**DATA PROVIDED:**
○ ○ ○

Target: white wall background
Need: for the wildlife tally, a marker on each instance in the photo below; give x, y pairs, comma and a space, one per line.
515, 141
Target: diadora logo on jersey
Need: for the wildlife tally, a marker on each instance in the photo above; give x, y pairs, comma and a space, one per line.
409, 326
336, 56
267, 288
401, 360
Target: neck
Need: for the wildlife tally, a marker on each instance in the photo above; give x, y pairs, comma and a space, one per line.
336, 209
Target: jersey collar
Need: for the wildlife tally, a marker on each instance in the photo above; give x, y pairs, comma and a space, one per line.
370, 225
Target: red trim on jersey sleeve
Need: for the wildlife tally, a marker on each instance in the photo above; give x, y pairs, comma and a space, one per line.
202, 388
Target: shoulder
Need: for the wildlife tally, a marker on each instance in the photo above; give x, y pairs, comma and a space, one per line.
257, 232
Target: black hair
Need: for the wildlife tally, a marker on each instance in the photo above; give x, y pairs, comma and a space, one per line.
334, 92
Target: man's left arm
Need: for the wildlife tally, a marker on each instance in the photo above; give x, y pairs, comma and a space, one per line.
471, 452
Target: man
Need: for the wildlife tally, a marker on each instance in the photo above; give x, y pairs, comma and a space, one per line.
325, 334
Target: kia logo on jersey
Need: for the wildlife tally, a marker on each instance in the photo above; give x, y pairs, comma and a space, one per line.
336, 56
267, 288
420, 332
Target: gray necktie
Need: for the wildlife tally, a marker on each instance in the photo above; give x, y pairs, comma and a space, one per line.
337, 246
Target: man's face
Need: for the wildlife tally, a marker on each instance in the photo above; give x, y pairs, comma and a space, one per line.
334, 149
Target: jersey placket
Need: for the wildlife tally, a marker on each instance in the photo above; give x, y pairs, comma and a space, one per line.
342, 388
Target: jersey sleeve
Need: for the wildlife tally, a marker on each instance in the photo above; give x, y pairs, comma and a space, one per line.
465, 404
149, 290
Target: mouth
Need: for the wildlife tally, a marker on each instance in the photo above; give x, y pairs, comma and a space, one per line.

○ ○ ○

**DESCRIPTION OF THE TASK:**
Recast all of the material above as a Markdown table with two columns, Row and Line. Number each line in order and leave out any blank lines.

**SOLUTION FOR THIS EXERCISE:**
| Row | Line |
|---|---|
| 1 | Target: white wall background |
| 2 | Need: for the wildlife tally, a marker on each instance in the photo below; give x, y pairs, comma and a space, one per line. |
| 3 | 515, 141 |
| 4 | Target: diadora logo on jersey |
| 5 | Need: for the wildlife tally, a marker on each instance in the photo above; give x, y pairs, comma and a space, one per line. |
| 6 | 409, 326 |
| 7 | 336, 56 |
| 8 | 267, 288 |
| 9 | 401, 360 |
| 10 | Target: neck |
| 11 | Need: for the wildlife tally, a marker on each instance in the photo above; give x, y pairs, comma and a space, one per line. |
| 12 | 336, 209 |
| 13 | Target: jersey collar |
| 14 | Need: for the wildlife tally, a marker on each instance in the photo above; give x, y pairs, comma and a space, one per line. |
| 15 | 370, 225 |
| 16 | Target: red trim on jersey sleeve |
| 17 | Need: for the wildlife tally, a marker on each instance in the photo above; give x, y pairs, comma and a space, one per line. |
| 18 | 202, 388 |
| 19 | Target: shoulder |
| 20 | Need: for the wildlife tally, a marker on each instance in the photo above; give x, y pairs, comma and a space, one per line. |
| 21 | 257, 232 |
| 22 | Target: black hair |
| 23 | Need: for the wildlife tally, a marker on each instance in the photo above; give x, y pairs, comma and a space, one per line. |
| 24 | 334, 92 |
| 25 | Target: man's left arm |
| 26 | Need: for the wildlife tally, a marker on each instance in the photo above; give x, y pairs, comma and a space, one per line. |
| 27 | 471, 452 |
| 28 | Target: man |
| 29 | Need: for the wildlife tally, a marker on each instance in the photo above; give x, y pairs, comma and a space, one per line. |
| 30 | 325, 334 |
| 31 | Target: kia logo on jersey |
| 32 | Need: for the wildlife tally, a marker on each instance in the photo above; give x, y pairs, comma and a space, one per line. |
| 33 | 336, 56 |
| 34 | 267, 288 |
| 35 | 420, 332 |
| 36 | Target: gray necktie |
| 37 | Need: for the wildlife tally, a marker on each instance in the photo above; give x, y pairs, comma and a space, one per line. |
| 38 | 337, 246 |
| 39 | Target: man's face |
| 40 | Need: for the wildlife tally, a marker on each instance in the photo above; give x, y pairs, comma and a space, one per line. |
| 41 | 334, 149 |
| 42 | Target: jersey placket |
| 43 | Need: for the wildlife tally, a marker on each instance in the photo above; give x, y pairs, comma and a space, one per line. |
| 44 | 342, 388 |
| 45 | Target: jersey sleeve |
| 46 | Need: for the wildlife tally, a marker on each instance in the photo above; give x, y pairs, comma and a space, one per line. |
| 47 | 465, 404 |
| 48 | 149, 290 |
| 49 | Target: mouth |
| 50 | Need: for the wildlife tally, a marker on each instance in the photo above; give x, y pairs, comma and a space, one per line. |